Requirement: From the line containing "Question. Put a marker on each instance of the yellow soft" to the end of the data, retype every line exactly and nothing else. Drop the pictures.

Input:
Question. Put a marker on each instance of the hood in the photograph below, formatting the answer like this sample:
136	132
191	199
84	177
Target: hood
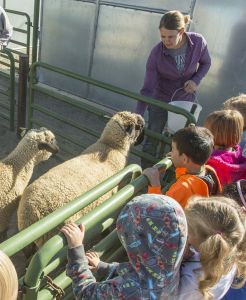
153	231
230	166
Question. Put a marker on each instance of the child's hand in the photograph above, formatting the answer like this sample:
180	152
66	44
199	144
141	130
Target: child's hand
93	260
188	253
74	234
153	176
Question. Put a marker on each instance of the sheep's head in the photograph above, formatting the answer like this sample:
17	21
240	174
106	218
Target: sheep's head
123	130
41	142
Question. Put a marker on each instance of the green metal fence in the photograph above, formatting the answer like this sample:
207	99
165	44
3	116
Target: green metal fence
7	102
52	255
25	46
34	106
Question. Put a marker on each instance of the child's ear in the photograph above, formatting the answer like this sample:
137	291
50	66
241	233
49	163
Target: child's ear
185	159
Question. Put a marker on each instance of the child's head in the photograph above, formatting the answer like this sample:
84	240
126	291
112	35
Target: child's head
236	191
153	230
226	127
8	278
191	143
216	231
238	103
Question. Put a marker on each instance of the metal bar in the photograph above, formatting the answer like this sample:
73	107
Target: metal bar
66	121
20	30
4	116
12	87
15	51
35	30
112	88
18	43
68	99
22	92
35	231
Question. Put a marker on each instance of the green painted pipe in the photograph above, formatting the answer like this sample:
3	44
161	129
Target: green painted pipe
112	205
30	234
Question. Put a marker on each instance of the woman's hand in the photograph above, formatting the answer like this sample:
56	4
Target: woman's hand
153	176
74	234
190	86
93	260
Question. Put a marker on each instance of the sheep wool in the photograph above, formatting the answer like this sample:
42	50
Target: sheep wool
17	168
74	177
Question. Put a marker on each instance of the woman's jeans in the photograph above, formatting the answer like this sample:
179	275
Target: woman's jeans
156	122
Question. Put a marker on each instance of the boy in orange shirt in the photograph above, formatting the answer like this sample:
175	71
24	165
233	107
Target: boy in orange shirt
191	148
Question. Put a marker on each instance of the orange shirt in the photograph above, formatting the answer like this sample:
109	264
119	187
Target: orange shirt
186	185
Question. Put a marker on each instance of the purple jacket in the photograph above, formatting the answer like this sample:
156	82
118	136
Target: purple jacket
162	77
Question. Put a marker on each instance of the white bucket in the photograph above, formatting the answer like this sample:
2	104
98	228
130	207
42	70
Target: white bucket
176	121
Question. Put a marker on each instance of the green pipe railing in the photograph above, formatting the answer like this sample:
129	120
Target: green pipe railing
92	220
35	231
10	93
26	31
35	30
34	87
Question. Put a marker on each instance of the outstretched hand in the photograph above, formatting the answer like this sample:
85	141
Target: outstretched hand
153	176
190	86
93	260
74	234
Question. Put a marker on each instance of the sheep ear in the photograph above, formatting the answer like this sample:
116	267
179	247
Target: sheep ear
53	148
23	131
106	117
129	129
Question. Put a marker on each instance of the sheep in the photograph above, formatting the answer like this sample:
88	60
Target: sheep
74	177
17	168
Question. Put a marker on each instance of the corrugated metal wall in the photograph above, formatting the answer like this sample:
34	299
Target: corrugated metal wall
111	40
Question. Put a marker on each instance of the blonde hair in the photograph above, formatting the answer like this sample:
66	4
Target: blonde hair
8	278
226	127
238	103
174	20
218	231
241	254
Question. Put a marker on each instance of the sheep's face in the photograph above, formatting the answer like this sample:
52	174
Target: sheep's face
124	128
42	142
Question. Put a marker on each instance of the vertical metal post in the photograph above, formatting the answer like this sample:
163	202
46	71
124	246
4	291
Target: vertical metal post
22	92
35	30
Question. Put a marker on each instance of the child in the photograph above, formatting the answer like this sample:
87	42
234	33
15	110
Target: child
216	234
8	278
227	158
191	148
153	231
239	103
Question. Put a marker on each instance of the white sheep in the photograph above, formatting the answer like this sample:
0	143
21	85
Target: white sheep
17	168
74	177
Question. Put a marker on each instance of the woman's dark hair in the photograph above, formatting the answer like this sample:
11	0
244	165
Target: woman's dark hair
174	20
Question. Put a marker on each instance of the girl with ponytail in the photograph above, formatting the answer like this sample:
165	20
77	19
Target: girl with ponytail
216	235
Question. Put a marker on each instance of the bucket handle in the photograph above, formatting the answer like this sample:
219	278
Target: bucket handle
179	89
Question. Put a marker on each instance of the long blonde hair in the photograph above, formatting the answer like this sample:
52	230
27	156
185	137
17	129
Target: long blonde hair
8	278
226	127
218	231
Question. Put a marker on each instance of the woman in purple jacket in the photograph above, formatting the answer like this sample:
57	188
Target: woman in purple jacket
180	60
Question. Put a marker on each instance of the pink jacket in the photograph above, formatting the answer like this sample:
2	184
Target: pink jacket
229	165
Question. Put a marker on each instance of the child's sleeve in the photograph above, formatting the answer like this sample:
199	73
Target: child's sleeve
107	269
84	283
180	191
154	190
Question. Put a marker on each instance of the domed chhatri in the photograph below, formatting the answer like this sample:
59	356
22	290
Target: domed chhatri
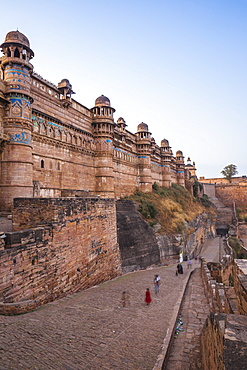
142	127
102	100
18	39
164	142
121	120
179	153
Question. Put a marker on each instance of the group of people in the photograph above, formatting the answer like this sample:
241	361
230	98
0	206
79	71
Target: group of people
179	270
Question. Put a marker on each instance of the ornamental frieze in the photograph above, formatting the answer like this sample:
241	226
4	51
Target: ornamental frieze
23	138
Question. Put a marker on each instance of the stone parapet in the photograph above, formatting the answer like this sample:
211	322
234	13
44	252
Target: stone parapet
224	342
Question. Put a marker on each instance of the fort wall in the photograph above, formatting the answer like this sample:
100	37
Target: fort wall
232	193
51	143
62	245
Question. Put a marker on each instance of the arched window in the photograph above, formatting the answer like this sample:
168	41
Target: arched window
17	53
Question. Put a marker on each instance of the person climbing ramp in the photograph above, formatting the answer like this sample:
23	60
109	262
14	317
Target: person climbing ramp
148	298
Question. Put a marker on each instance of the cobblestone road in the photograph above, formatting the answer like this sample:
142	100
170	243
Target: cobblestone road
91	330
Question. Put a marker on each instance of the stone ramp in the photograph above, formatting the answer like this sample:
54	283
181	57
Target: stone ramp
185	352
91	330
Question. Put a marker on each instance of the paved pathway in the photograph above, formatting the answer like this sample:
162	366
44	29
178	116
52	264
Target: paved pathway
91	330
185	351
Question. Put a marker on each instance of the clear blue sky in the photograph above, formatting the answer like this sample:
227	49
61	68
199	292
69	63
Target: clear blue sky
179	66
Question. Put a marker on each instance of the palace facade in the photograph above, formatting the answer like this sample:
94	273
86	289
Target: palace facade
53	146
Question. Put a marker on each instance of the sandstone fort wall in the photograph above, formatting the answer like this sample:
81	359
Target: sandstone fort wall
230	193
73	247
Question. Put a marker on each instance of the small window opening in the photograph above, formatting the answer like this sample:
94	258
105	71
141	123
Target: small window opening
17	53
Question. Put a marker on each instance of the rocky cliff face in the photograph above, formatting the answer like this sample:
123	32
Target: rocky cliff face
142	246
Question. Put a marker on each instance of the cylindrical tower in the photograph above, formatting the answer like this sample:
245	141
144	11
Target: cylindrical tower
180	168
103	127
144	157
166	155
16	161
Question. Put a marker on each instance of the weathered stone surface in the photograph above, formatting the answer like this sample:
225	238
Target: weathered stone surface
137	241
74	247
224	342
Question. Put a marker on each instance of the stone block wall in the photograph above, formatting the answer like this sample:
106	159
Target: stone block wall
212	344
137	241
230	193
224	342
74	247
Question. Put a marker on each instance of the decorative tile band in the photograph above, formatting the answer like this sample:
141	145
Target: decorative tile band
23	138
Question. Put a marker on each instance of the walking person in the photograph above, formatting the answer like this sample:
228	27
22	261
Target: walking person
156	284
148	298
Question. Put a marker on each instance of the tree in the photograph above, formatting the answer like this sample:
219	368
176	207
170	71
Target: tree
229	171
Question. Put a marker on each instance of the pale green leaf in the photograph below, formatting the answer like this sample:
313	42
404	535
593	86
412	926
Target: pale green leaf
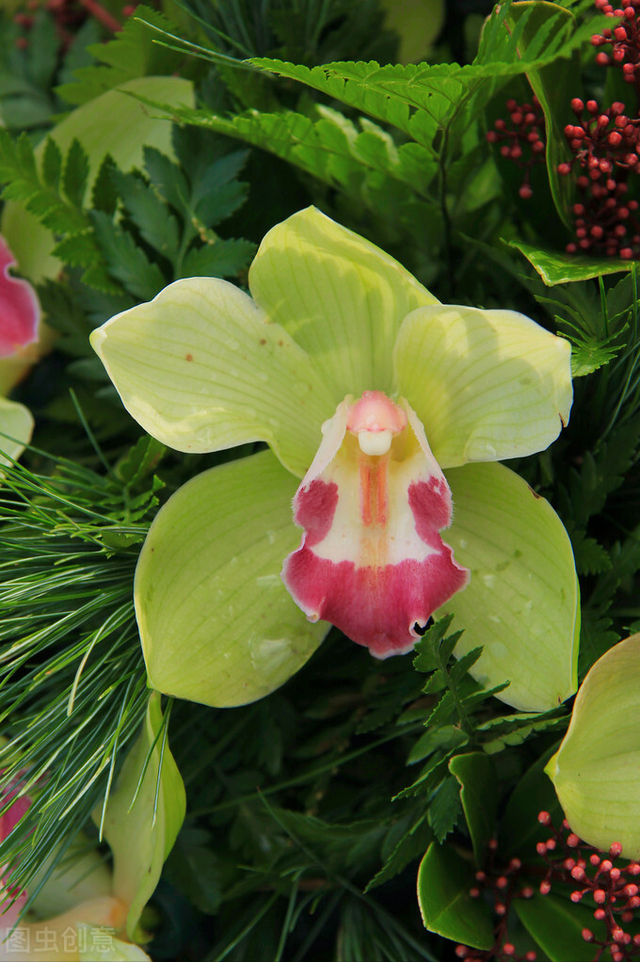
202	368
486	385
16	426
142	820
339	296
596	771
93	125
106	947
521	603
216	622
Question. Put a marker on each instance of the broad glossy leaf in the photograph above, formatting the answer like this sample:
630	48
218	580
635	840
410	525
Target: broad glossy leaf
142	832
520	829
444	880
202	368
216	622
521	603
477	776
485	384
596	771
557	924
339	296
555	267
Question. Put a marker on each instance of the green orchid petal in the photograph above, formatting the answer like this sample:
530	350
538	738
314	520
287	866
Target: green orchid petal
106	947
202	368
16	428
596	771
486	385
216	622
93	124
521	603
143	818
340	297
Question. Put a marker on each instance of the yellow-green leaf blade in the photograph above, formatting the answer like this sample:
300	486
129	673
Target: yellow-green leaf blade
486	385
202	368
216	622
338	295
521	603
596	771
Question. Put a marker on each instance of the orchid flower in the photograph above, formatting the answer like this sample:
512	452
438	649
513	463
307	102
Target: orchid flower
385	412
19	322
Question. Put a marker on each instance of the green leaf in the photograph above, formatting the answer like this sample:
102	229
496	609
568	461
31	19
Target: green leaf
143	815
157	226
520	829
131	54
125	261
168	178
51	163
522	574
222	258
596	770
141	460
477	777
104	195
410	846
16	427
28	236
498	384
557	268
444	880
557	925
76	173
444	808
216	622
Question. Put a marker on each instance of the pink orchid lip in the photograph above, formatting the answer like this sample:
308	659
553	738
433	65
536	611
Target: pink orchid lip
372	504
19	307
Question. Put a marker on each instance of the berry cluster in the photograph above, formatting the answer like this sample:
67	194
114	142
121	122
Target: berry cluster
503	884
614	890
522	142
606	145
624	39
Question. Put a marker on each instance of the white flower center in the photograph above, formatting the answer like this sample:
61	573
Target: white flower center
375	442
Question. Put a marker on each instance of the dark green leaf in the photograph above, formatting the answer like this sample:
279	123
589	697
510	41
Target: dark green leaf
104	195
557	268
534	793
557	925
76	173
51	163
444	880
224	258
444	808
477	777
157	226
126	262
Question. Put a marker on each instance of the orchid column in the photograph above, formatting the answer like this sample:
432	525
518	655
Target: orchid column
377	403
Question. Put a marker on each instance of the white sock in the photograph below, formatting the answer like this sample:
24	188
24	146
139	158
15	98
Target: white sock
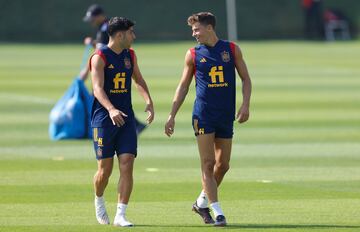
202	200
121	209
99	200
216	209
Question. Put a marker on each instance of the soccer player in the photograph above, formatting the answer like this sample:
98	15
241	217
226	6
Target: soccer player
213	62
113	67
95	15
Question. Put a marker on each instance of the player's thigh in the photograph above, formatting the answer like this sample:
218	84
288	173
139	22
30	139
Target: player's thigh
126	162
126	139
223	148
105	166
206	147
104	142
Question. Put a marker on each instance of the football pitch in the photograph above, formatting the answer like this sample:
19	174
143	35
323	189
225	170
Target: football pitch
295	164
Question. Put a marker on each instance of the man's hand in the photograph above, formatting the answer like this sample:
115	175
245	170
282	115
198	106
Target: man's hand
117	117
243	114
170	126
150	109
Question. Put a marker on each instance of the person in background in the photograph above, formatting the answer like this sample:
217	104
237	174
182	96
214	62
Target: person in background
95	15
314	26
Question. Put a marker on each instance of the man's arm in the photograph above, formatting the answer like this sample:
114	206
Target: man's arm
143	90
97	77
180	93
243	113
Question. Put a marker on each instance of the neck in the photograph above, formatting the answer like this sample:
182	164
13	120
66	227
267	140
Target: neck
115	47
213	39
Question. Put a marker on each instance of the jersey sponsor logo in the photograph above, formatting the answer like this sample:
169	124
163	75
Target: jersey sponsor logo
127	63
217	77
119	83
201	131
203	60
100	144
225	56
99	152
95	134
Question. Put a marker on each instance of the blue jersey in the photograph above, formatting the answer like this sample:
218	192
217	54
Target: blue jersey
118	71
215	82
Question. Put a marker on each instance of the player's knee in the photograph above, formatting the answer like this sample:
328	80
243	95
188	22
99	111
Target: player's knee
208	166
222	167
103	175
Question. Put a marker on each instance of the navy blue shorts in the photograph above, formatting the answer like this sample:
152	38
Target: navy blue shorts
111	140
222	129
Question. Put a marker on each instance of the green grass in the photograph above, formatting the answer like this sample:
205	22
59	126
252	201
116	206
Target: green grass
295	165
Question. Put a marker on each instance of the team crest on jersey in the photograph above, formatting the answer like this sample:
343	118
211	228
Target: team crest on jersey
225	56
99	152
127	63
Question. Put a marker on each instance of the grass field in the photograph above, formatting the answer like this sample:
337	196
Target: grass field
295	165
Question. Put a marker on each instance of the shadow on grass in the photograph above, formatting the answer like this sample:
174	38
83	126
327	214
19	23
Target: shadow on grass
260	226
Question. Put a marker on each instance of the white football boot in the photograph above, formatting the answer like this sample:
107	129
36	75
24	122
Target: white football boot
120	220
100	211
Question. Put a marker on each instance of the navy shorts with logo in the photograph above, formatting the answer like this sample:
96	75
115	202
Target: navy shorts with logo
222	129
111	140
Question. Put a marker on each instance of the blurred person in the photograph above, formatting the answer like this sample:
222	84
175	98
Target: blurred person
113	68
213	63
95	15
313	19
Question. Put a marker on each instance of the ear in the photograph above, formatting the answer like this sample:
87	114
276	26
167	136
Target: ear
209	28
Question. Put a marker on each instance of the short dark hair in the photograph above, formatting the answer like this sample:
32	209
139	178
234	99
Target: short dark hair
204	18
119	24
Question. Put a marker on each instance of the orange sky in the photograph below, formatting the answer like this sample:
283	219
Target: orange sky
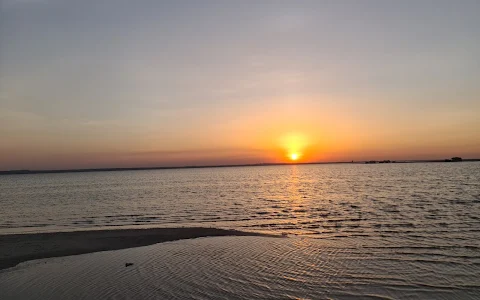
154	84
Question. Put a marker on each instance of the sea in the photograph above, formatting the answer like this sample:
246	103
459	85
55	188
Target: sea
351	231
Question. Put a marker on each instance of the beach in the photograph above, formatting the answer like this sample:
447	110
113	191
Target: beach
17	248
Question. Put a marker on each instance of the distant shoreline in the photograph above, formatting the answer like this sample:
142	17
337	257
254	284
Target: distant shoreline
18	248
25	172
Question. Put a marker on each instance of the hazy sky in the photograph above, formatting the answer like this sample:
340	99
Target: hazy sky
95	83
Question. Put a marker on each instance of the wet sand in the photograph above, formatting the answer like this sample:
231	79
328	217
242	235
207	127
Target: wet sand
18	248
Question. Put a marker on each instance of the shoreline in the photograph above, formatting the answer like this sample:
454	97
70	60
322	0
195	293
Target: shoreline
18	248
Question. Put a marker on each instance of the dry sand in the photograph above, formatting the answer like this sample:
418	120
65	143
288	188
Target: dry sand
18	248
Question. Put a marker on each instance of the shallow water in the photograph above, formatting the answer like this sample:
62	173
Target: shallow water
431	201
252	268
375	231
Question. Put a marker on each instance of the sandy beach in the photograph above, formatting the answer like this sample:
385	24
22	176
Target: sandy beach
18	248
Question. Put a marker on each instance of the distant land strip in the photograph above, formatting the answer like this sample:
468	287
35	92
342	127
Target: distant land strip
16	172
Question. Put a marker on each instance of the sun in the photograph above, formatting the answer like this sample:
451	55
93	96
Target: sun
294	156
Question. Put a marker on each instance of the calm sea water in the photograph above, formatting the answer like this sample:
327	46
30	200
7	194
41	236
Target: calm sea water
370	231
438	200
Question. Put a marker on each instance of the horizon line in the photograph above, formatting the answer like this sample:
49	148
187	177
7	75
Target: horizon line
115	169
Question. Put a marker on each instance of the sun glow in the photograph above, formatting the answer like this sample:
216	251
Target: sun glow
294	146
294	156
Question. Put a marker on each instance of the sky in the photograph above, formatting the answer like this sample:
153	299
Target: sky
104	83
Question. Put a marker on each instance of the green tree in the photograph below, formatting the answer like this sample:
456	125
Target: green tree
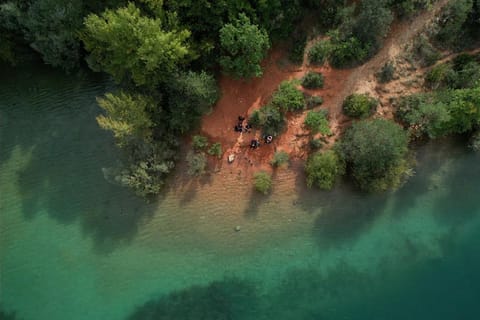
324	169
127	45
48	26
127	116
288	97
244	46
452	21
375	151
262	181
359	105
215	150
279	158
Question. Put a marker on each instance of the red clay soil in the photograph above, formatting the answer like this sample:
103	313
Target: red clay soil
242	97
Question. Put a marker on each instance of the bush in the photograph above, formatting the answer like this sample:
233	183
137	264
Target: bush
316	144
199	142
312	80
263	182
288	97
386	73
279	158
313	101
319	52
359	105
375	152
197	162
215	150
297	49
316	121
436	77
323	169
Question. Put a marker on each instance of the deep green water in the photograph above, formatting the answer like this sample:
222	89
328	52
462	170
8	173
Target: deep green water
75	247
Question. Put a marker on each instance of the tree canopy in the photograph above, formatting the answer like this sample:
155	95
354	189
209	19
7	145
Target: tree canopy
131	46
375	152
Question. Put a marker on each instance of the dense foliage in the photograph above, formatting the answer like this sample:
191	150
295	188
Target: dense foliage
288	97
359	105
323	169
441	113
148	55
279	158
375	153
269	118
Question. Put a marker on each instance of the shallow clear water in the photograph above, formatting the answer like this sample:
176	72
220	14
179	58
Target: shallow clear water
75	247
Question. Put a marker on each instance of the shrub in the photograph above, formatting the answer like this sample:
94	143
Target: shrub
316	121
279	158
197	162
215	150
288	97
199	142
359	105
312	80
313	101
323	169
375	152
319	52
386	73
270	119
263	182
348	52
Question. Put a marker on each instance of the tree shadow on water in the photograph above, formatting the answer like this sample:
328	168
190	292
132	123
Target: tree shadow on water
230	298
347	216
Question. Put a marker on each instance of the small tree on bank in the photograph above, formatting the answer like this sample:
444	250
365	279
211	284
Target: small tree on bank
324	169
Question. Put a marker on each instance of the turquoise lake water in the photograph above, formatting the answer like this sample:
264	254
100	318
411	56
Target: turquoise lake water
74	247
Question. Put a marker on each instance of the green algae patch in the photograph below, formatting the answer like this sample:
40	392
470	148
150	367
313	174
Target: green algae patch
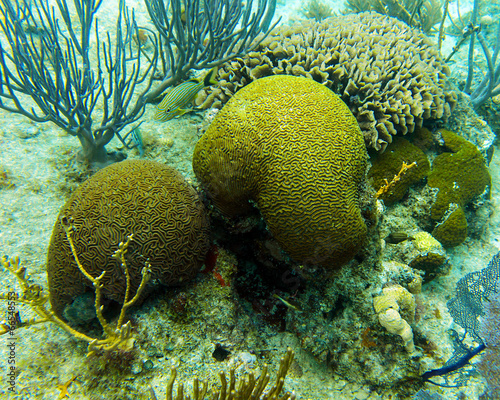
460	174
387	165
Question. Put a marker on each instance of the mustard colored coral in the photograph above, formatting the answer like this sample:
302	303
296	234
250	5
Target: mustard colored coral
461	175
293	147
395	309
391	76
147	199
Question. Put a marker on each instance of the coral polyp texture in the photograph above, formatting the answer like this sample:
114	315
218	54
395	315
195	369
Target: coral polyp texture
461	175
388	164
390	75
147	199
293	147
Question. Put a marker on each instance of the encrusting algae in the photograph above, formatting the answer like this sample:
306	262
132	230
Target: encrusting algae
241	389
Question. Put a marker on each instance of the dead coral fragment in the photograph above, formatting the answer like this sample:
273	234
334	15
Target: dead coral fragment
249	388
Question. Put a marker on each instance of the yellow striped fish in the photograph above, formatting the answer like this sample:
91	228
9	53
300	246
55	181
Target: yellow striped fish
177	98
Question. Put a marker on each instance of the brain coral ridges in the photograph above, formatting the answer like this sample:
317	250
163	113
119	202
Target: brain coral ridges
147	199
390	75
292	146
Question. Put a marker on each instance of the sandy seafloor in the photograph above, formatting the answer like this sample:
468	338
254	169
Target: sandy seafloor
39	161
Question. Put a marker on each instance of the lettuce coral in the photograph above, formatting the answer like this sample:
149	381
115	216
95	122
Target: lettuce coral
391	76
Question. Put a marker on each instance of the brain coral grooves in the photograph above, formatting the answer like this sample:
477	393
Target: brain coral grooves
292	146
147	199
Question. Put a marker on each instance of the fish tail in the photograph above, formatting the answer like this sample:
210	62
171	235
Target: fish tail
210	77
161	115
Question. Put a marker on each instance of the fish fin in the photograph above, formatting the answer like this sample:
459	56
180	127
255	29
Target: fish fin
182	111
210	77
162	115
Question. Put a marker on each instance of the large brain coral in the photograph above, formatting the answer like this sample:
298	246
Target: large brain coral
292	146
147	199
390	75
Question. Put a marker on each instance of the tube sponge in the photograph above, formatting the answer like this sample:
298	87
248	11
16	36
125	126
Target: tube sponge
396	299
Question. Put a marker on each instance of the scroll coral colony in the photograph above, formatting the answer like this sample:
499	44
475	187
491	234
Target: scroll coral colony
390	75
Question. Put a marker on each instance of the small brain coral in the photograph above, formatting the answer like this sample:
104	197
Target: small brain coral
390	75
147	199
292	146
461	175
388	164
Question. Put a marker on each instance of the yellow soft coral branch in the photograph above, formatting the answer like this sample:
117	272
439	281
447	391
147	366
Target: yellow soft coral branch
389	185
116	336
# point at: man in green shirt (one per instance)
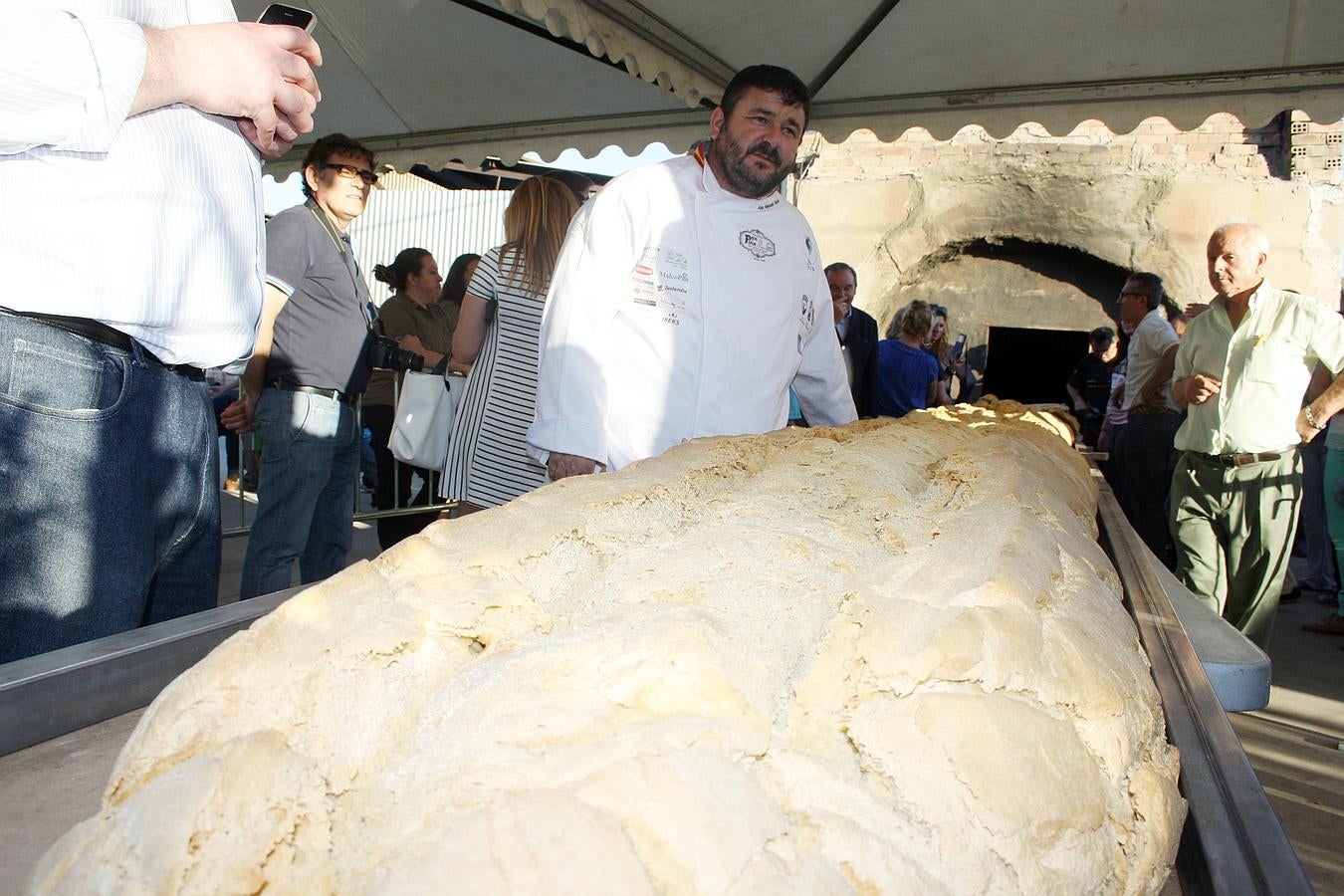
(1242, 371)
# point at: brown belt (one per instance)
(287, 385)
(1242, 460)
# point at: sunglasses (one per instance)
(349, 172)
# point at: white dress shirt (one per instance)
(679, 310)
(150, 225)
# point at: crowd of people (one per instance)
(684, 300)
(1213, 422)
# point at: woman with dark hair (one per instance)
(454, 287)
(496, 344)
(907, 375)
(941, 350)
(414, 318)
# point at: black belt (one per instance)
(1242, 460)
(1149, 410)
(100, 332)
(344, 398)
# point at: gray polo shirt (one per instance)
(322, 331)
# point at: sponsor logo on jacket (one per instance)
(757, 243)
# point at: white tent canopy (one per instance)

Written reply:
Question. Put a marker on each instance of the yellow soft coral branch in the photograph above, formatting the answer like this sample:
117	272
439	281
447	391
147	366
Target: yellow soft coral branch
389	185
116	336
# point at: man in green shirt (one per instance)
(1242, 371)
# point at: brown belt (one per instance)
(287, 385)
(1242, 460)
# point at: sunglasses (one per instance)
(349, 172)
# point at: white dress shirt (one per instance)
(679, 310)
(150, 225)
# point at: crowd of people (one per instance)
(684, 300)
(1213, 422)
# point at: woman with dark hair (one per instance)
(454, 287)
(496, 344)
(907, 375)
(941, 350)
(414, 318)
# point at: black belt (one per instance)
(1242, 460)
(1149, 410)
(100, 332)
(344, 398)
# point at: gray polo shirt (one per instance)
(322, 331)
# point at: sponsor logo on jacket (one per instance)
(757, 243)
# point at: white tent canopy (one per instance)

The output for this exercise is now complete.